**PASSAGE SHOWN:**
********

Scott was taken into care when he was six months old, along with his brother who was three at the time. After a failed adoption, Scott went on to have a rollercoaster journey involving 36 placement moves – two of which were in residential care.

During this time, Scott’s traumas were compounded as he suffered many letdowns, a split from his brother at the age of seven, and abuse from foster carers. After spending the entirety of his younger years growing up in the care system, Scott officially stopped receiving services at 21.

“I left the care system as quite an angry young person,” says Scott. “I had some very strong views, which I don’t have now, but I think it’s important to reflect on that. I hated social services, I hated foster carers, I hated anything associated with that system. I was angry, I was bitter, I was frustrated. I felt a whole load of negative emotions and I wasn’t happy.”

Now 31 years old, Scott has since dedicated his life to educating foster carers and social care professionals about the importance of stable placements and the deep traumas that result from multiple moves.

“That anger was translated to a passion that drove me to basically tell my own local authority what’s what. In the beginning, it was about me and I got mad because [I thought] ‘you’ve ruined my life. What are you going to do?’ Through that, I got involved in the children in care councils and various different things.”

The more he did, the more Scott realised he wasn’t just making a difference for himself, but for other young people as well.

“I met people from all walks of life, from the care system and on the other side of it, and over time, I started to realise that although there are a few rogues, 95 percent are good people. I started to realise that the issue is not because people don’t care.”

Scott continued to learn about the complexities of the care system and the challenges faced by social workers and foster carers. “The issue really is a lack of understanding and a lack of care.”

“I can now look back on myself from the perspective of a foster carer and realise how it must be for them. And when you look at it like that, it does make sense. I was trying to tell them things, but the language I was using is quite hard to decode. I was speaking the language of trauma where ‘f off’ could mean ‘I love you’. That’s hard to get your head around.”

As well as being involved in a range of change-making movements, Scott now runs his own training company, Section 31 Training.

A passionate advocate for care leavers, through his work, Scott hopes to reduce the amount of moves children in care are subject to by providing care providers and caregivers with a new level of understanding and new ways of thinking.

********

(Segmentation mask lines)
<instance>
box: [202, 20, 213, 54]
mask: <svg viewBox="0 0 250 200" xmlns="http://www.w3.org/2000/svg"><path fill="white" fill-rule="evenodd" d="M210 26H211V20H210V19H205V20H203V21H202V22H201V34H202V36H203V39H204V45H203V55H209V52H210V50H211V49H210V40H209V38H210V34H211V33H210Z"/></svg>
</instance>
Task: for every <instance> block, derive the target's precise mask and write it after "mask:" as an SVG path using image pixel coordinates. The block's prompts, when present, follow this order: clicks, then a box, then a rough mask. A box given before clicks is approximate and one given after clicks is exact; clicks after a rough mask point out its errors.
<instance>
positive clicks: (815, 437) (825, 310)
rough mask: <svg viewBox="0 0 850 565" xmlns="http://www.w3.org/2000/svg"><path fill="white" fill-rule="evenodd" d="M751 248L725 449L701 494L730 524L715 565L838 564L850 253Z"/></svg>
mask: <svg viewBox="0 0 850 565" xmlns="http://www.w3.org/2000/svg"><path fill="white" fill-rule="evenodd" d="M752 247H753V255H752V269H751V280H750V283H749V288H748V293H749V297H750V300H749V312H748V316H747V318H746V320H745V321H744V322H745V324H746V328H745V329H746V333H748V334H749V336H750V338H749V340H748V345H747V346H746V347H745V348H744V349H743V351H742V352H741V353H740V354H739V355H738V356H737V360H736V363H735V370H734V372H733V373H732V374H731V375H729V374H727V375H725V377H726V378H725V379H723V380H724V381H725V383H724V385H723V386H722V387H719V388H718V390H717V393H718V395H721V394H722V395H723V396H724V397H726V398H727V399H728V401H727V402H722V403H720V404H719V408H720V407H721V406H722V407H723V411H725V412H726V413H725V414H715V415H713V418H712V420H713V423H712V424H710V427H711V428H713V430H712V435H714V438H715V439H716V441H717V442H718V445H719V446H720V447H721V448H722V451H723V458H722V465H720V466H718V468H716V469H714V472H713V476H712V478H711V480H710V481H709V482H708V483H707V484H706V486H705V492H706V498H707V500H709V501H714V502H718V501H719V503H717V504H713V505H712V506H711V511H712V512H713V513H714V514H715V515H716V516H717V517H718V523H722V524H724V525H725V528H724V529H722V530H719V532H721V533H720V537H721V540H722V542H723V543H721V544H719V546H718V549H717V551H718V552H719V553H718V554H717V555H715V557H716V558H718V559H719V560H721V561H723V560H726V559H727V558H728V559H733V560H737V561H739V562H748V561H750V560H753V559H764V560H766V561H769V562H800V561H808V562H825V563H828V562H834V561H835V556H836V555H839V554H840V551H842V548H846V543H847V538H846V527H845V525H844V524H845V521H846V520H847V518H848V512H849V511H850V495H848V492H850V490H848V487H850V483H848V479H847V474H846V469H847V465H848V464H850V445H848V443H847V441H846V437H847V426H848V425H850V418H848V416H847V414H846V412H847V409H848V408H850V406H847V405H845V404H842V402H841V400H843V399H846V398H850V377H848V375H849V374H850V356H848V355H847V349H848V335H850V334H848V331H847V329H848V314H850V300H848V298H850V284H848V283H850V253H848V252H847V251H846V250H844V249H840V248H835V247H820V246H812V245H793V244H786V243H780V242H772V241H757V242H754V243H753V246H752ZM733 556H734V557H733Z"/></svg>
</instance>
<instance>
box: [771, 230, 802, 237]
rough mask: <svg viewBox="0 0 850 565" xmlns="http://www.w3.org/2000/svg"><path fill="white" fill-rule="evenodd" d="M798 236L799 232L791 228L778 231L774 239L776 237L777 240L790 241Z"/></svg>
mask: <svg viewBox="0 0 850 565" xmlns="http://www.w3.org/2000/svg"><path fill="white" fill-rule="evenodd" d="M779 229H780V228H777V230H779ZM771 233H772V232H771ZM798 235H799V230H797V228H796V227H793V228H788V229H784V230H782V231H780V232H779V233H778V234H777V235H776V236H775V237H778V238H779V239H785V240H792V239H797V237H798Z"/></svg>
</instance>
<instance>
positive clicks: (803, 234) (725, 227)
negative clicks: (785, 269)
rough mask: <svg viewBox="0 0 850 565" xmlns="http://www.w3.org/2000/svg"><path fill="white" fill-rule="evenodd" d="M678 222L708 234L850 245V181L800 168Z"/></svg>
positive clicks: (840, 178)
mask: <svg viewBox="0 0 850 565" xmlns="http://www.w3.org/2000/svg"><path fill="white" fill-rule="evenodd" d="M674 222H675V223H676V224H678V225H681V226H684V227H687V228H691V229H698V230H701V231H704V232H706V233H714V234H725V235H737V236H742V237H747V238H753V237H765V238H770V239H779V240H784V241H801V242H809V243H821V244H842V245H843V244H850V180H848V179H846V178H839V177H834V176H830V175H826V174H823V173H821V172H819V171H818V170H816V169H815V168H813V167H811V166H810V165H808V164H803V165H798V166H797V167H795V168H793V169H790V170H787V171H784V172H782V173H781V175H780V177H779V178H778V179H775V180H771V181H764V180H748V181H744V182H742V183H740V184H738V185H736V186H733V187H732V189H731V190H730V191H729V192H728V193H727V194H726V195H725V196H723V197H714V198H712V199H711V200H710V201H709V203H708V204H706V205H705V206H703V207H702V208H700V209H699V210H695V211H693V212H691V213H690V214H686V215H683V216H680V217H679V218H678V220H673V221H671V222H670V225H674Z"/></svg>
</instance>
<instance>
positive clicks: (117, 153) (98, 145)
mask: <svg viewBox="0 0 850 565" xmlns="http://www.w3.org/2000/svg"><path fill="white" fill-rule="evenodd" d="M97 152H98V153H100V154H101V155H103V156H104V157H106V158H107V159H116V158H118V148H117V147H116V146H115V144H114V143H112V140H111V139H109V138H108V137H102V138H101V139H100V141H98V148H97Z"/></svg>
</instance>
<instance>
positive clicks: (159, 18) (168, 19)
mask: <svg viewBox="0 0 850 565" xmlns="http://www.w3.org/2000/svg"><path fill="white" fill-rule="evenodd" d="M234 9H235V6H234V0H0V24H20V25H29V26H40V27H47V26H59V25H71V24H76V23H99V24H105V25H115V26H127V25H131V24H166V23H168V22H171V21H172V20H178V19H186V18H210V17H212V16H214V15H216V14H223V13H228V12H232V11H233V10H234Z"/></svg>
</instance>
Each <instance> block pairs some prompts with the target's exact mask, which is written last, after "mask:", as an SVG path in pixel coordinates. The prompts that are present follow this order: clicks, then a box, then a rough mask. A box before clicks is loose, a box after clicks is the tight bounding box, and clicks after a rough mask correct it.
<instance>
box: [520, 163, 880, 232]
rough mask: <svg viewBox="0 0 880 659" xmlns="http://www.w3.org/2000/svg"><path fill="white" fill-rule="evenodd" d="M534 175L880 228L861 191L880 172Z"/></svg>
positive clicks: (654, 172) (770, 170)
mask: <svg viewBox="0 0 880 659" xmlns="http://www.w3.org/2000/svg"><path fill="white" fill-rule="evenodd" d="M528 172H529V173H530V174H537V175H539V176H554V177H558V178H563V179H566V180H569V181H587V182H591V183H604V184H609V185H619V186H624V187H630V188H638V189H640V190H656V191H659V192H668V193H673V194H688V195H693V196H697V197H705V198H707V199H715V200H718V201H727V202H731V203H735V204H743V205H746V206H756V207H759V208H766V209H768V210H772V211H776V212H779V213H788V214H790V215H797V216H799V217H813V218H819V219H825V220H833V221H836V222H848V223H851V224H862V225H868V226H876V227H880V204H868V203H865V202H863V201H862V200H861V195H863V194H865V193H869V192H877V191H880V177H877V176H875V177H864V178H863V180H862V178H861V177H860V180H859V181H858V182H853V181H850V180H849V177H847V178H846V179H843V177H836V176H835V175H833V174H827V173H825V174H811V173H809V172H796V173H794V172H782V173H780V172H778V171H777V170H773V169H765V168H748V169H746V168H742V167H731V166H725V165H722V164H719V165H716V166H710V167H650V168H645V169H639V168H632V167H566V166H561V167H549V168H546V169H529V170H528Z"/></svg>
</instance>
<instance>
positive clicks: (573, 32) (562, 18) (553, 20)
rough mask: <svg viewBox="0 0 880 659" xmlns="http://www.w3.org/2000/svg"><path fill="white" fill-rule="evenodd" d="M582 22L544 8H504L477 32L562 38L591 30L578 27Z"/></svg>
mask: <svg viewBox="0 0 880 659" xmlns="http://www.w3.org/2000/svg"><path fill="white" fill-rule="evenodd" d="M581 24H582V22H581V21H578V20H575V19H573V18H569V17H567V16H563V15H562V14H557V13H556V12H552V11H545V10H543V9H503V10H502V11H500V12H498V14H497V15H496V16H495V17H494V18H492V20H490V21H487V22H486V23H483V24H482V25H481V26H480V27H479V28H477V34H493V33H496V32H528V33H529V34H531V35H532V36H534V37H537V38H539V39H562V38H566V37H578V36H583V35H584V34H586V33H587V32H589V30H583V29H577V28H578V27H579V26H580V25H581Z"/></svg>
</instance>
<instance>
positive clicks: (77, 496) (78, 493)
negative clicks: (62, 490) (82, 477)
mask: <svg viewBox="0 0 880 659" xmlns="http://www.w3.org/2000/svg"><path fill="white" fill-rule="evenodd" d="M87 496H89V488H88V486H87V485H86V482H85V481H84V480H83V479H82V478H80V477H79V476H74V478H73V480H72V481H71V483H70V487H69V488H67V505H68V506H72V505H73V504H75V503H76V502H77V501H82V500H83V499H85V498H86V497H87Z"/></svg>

********

**TASK INSTRUCTIONS:**
1. In the profile of Scott, what is the name of the training company he now runs?
2. Reproduce word for word the part of the profile of Scott that runs from "A passionate advocate" down to "ways of thinking.".
3. Resume the profile of Scott and his years in the care system, continuing on from its final sentence.

**RESULTS FOR EACH TASK:**
1. Section 31 Training.

2.
A passionate advocate for care leavers, through his work, Scott hopes to reduce the amount of moves children in care are subject to by providing care providers and caregivers with a new level of understanding and new ways of thinking.

3.
“Having had 36 moves in foster care and knowing the damage that that alone can do [it’s clear that] this is an issue that still remains in the care system. So that’s been my fire and passion for a long time now.”

Scott now spends much of his time giving people the tools to understand the emotions and behaviours of young people so that they can better respond. This, in turn, he hopes will help to secure and maintain placements.

“Kids need to be enjoying their childhood, not thinking about the bureaucracy of terror. When a social worker doesn’t turn up or doesn’t do something. Children don’t sit there and go ‘she must have an extremely high case load, bless her’ – and they shouldn’t be expected to think like that.”

Scott describes the day he and his brother were separated as one of the most traumatic days of his life. This experience, in turn, changed his view of social services.

“I thought everybody was a liar. If someone could take my brother away like that, what else could they take?”

“The reality is they were trying to keep us together but because none of that was communicated to me, it left me with a narrative which was actually untrue.”

Often, children are placed with foster carers who don’t have all the information they need about a child or young person, meaning they are not always equipped to help them. This not only leads to a breakdown in placements but a loss of foster carers in the system, too.

Since leaving care, Scott and his brother have made steps to track down the foster carers, social workers, residential care staff, and other significant adults they remember from this period of their lives.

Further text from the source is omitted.